• The exercise: Copy the data below word for word, every line from first to last, and change nothing.

• Source data:
↓↓↓

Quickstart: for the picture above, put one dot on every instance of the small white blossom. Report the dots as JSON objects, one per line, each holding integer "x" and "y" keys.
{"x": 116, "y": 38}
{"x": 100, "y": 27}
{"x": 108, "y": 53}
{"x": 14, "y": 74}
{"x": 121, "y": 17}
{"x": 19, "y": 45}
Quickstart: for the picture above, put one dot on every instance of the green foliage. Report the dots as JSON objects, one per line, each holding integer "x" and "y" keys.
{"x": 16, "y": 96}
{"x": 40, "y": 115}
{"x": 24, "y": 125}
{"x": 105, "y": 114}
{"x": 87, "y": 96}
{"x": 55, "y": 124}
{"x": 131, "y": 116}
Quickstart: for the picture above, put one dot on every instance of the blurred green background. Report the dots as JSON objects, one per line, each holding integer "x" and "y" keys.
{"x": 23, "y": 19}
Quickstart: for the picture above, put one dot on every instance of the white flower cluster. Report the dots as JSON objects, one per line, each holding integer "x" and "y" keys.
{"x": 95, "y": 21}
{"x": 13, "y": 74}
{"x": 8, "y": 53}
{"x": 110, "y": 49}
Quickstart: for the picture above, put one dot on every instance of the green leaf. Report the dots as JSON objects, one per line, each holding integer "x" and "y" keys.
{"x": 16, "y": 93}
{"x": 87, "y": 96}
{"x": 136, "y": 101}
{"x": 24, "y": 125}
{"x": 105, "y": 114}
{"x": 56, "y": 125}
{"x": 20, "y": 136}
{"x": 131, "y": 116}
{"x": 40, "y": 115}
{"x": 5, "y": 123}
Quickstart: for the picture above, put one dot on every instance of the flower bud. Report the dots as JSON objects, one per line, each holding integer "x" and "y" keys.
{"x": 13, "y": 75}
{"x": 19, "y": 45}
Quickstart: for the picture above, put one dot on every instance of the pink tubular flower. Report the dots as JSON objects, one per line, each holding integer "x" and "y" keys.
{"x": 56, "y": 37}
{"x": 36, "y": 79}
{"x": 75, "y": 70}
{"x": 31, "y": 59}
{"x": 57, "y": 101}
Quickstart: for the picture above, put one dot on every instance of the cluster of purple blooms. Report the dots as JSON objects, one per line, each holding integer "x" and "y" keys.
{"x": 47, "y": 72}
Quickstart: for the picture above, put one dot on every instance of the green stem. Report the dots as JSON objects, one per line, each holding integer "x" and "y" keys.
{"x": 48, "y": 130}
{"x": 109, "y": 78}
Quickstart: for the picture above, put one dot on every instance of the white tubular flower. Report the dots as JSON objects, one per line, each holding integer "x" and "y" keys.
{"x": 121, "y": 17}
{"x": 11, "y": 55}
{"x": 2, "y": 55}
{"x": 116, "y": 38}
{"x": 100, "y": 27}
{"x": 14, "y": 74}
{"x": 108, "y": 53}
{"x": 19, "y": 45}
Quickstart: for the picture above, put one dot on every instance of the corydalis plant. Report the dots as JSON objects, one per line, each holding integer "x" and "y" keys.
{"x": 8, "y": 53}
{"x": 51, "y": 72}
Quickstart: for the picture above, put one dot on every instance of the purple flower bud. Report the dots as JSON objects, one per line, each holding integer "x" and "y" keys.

↑↑↑

• Solution:
Quickstart: for the picture above, put one dot on every instance of the small white blossom. Report the dots as JSON objects, one per line, each holding integer "x" and "y" keys.
{"x": 116, "y": 38}
{"x": 100, "y": 27}
{"x": 108, "y": 53}
{"x": 14, "y": 74}
{"x": 121, "y": 17}
{"x": 19, "y": 45}
Quickstart: for the picture above, put one dot on every instance of the green foliage. Report the dots as JSON objects, one per line, each holding integer "x" and "y" keys.
{"x": 16, "y": 96}
{"x": 40, "y": 115}
{"x": 24, "y": 125}
{"x": 105, "y": 114}
{"x": 87, "y": 96}
{"x": 55, "y": 124}
{"x": 131, "y": 116}
Quickstart: for the picture above, put one dot on every instance of the blurred green background. Report the dots as JSON objects, one per line, each holding integer "x" and "y" keys.
{"x": 23, "y": 19}
Quickstart: for the picture above, put one dot on every instance of the white flower cluster. Report the dots as JSON objects, one per line, each holding integer "x" and "y" keys.
{"x": 95, "y": 21}
{"x": 13, "y": 74}
{"x": 8, "y": 53}
{"x": 110, "y": 49}
Quickstart: for the picture above, put one dot on every instance of the green leaf. Report the dots as JSON objects, one per line, each holding integer "x" and "y" keys.
{"x": 16, "y": 93}
{"x": 87, "y": 96}
{"x": 136, "y": 101}
{"x": 24, "y": 125}
{"x": 105, "y": 114}
{"x": 56, "y": 125}
{"x": 20, "y": 136}
{"x": 131, "y": 116}
{"x": 40, "y": 115}
{"x": 5, "y": 123}
Quickstart: for the picture above, put one dot on every instance of the flower bud. Report the dots as JSON objects, one per line, each holding integer "x" and "y" keys.
{"x": 13, "y": 75}
{"x": 19, "y": 45}
Quickstart: for the picture above, put one dot on every instance of the pink tubular flower. Report the dots as JSON objects, one per line, each holding integer "x" and "y" keys.
{"x": 56, "y": 37}
{"x": 36, "y": 79}
{"x": 75, "y": 70}
{"x": 31, "y": 59}
{"x": 57, "y": 101}
Quickstart: for the picture above, put one dot on every instance of the cluster of purple blooms. Report the dots as JSON objects, one per line, each holding integer "x" and "y" keys.
{"x": 47, "y": 72}
Quickstart: for the picture above, put one dot on every instance of the green stem. Report the dots as JSON objects, one per line, each holding integer "x" and "y" keys.
{"x": 48, "y": 130}
{"x": 109, "y": 78}
Quickstart: for the picture above, put one dot on every instance of the white tubular flower. Report the dots as JSON objects, one per line, each holding integer "x" and "y" keys.
{"x": 121, "y": 17}
{"x": 11, "y": 55}
{"x": 2, "y": 55}
{"x": 116, "y": 38}
{"x": 100, "y": 27}
{"x": 14, "y": 74}
{"x": 108, "y": 53}
{"x": 19, "y": 45}
Quickstart: for the picture above, put one dot on every instance of the corydalis plant. Report the dots as JSON objects, one per line, each holding integer "x" and "y" keys.
{"x": 8, "y": 53}
{"x": 51, "y": 72}
Quickstart: for the picture above, put one dot on every instance of the purple flower bud. Report the dots as JSON objects, one per line, each holding integer "x" and "y" keys.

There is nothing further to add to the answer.